::: MATERIALE DEL COMPITO
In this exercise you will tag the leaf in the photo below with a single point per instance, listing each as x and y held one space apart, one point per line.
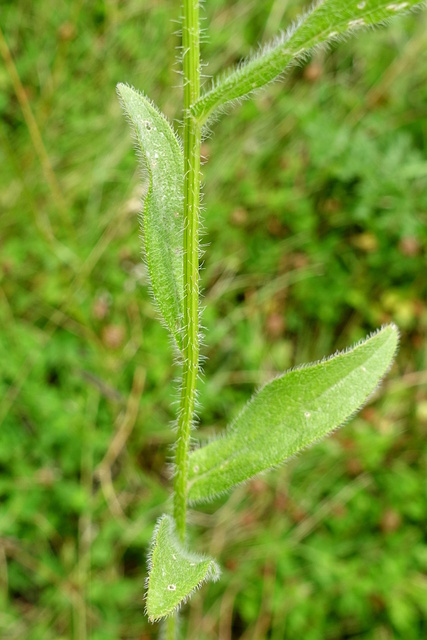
290 413
161 158
327 21
174 572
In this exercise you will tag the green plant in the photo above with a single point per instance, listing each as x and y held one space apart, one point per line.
294 410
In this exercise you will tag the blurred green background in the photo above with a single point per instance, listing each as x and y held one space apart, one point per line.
315 229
::::::
-- SCOPO DEL COMPITO --
Formatta tutti questi record come CSV a due colonne, "testo" e "risposta", con una riga per ogni testo affiancato dalla sua risposta. Racchiudi ciascun campo tra virgolette, sostituisci gli a capo con spazi e ometti le immagini.

-- PROBLEMA RISOLTO --
testo,risposta
"In this exercise you will tag the leaf in the photo below with a single point per instance, listing each as x and y held one space apart, one point per line.","290 413 161 158 327 21 174 572"
"In this exercise you will tag the green plant in the photo above with a single point per instance, listing each as x and y held one space apart, one point per line.","294 410"
"In this exercise you will tag the blurred green background in the photo above with a single point per instance, listing each as x and y held one space apart, one point per line.","315 229"